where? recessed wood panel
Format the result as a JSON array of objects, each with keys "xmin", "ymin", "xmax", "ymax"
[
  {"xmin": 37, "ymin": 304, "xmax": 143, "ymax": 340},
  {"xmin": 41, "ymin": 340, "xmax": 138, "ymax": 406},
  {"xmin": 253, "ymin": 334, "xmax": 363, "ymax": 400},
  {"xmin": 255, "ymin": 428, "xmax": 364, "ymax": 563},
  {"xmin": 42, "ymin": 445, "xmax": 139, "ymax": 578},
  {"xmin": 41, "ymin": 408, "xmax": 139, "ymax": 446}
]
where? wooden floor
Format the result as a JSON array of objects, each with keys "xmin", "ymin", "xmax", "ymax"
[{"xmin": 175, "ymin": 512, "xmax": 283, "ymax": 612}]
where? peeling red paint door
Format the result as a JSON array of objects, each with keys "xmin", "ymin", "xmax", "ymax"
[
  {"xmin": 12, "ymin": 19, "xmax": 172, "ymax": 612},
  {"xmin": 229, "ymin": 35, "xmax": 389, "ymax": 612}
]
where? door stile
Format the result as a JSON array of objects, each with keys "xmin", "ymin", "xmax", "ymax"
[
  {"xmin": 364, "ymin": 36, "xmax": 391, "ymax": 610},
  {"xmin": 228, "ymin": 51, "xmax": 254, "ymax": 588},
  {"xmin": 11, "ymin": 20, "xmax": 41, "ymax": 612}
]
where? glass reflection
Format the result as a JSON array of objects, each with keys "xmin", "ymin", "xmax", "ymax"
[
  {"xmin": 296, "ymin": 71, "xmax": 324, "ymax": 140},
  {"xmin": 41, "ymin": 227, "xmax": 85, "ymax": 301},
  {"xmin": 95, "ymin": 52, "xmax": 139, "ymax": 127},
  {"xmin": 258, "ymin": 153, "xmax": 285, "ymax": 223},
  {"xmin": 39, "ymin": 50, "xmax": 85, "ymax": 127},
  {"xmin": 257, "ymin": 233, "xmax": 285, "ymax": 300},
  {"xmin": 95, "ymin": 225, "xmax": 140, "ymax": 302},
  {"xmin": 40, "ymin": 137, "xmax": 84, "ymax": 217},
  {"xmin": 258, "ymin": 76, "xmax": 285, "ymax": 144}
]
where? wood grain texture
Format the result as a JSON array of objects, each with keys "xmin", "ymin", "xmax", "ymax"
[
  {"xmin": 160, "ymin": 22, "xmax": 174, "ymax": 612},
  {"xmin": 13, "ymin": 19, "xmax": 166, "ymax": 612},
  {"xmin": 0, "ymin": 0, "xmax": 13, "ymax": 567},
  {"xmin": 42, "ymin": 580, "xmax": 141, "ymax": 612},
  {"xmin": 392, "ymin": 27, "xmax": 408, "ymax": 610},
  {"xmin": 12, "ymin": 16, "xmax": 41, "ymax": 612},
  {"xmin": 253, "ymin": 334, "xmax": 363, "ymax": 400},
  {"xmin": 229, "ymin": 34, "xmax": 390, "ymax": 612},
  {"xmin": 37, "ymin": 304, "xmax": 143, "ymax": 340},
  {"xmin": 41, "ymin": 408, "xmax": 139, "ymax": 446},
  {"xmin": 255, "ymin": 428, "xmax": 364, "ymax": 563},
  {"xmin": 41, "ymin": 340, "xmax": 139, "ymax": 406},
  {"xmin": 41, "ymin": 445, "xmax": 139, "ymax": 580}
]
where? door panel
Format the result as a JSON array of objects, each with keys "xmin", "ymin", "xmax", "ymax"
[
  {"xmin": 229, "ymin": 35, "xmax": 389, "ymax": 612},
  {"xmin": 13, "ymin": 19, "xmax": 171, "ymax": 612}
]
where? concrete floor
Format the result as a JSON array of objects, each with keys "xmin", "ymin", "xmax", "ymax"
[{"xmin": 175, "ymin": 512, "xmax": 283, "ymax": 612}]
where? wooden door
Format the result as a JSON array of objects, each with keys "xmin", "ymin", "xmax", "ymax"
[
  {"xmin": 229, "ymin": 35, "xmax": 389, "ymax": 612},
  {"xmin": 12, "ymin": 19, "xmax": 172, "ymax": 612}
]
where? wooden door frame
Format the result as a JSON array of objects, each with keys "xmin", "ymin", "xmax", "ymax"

****

Reproduce all of the material above verbatim, without changing anything.

◆ **TASK RESPONSE**:
where? recessed wood panel
Format the result as a JSON array of objects, each with keys "xmin", "ymin", "xmax", "ymax"
[
  {"xmin": 37, "ymin": 304, "xmax": 143, "ymax": 340},
  {"xmin": 41, "ymin": 340, "xmax": 138, "ymax": 406},
  {"xmin": 253, "ymin": 334, "xmax": 363, "ymax": 400},
  {"xmin": 255, "ymin": 428, "xmax": 364, "ymax": 563},
  {"xmin": 42, "ymin": 445, "xmax": 139, "ymax": 578},
  {"xmin": 41, "ymin": 408, "xmax": 139, "ymax": 446}
]
where? wooden floor
Format the result as a JSON array of objects, each with keys "xmin", "ymin", "xmax", "ymax"
[{"xmin": 175, "ymin": 512, "xmax": 283, "ymax": 612}]
where? peeling red paint door
Format the result as a JSON array of objects, each with keys "xmin", "ymin", "xmax", "ymax"
[
  {"xmin": 12, "ymin": 19, "xmax": 172, "ymax": 612},
  {"xmin": 229, "ymin": 35, "xmax": 389, "ymax": 612}
]
where? door stile
Format the result as a JSON array of objects, each with keys "xmin", "ymin", "xmax", "ymax"
[
  {"xmin": 364, "ymin": 36, "xmax": 391, "ymax": 610},
  {"xmin": 228, "ymin": 51, "xmax": 254, "ymax": 588},
  {"xmin": 11, "ymin": 20, "xmax": 41, "ymax": 612}
]
where? glass reflection
Format the result as a JSON array of objects, each with keys "xmin", "ymin", "xmax", "ymax"
[
  {"xmin": 296, "ymin": 71, "xmax": 324, "ymax": 140},
  {"xmin": 41, "ymin": 227, "xmax": 85, "ymax": 301},
  {"xmin": 95, "ymin": 52, "xmax": 139, "ymax": 127},
  {"xmin": 258, "ymin": 153, "xmax": 285, "ymax": 223},
  {"xmin": 39, "ymin": 50, "xmax": 85, "ymax": 127},
  {"xmin": 257, "ymin": 233, "xmax": 285, "ymax": 300},
  {"xmin": 95, "ymin": 225, "xmax": 140, "ymax": 302},
  {"xmin": 40, "ymin": 137, "xmax": 84, "ymax": 217},
  {"xmin": 258, "ymin": 76, "xmax": 285, "ymax": 144}
]
where? wood grain texture
Format the result as a JSON array of objects, each with keys "xmin", "ymin", "xmax", "ymax"
[
  {"xmin": 160, "ymin": 22, "xmax": 174, "ymax": 612},
  {"xmin": 13, "ymin": 19, "xmax": 166, "ymax": 612},
  {"xmin": 0, "ymin": 0, "xmax": 13, "ymax": 567},
  {"xmin": 42, "ymin": 580, "xmax": 141, "ymax": 612},
  {"xmin": 392, "ymin": 27, "xmax": 408, "ymax": 610},
  {"xmin": 12, "ymin": 16, "xmax": 41, "ymax": 612},
  {"xmin": 253, "ymin": 334, "xmax": 363, "ymax": 400},
  {"xmin": 229, "ymin": 34, "xmax": 390, "ymax": 612},
  {"xmin": 37, "ymin": 304, "xmax": 143, "ymax": 340},
  {"xmin": 41, "ymin": 408, "xmax": 139, "ymax": 446},
  {"xmin": 255, "ymin": 428, "xmax": 364, "ymax": 563},
  {"xmin": 41, "ymin": 340, "xmax": 139, "ymax": 406},
  {"xmin": 41, "ymin": 445, "xmax": 139, "ymax": 580}
]
where? door panel
Format the result as a JSON array of objects, each with keys "xmin", "ymin", "xmax", "ymax"
[
  {"xmin": 229, "ymin": 35, "xmax": 389, "ymax": 612},
  {"xmin": 13, "ymin": 19, "xmax": 171, "ymax": 612}
]
where? concrete floor
Format the result as a JSON array of objects, each with keys "xmin", "ymin", "xmax", "ymax"
[{"xmin": 175, "ymin": 512, "xmax": 283, "ymax": 612}]
where? wooden door
Format the result as a JSON array of objects, each with keys "xmin", "ymin", "xmax", "ymax"
[
  {"xmin": 229, "ymin": 35, "xmax": 389, "ymax": 612},
  {"xmin": 12, "ymin": 19, "xmax": 172, "ymax": 612}
]
where? wooden door frame
Format the result as a JSON array of objects, each with keys "xmin", "ymin", "xmax", "ymax"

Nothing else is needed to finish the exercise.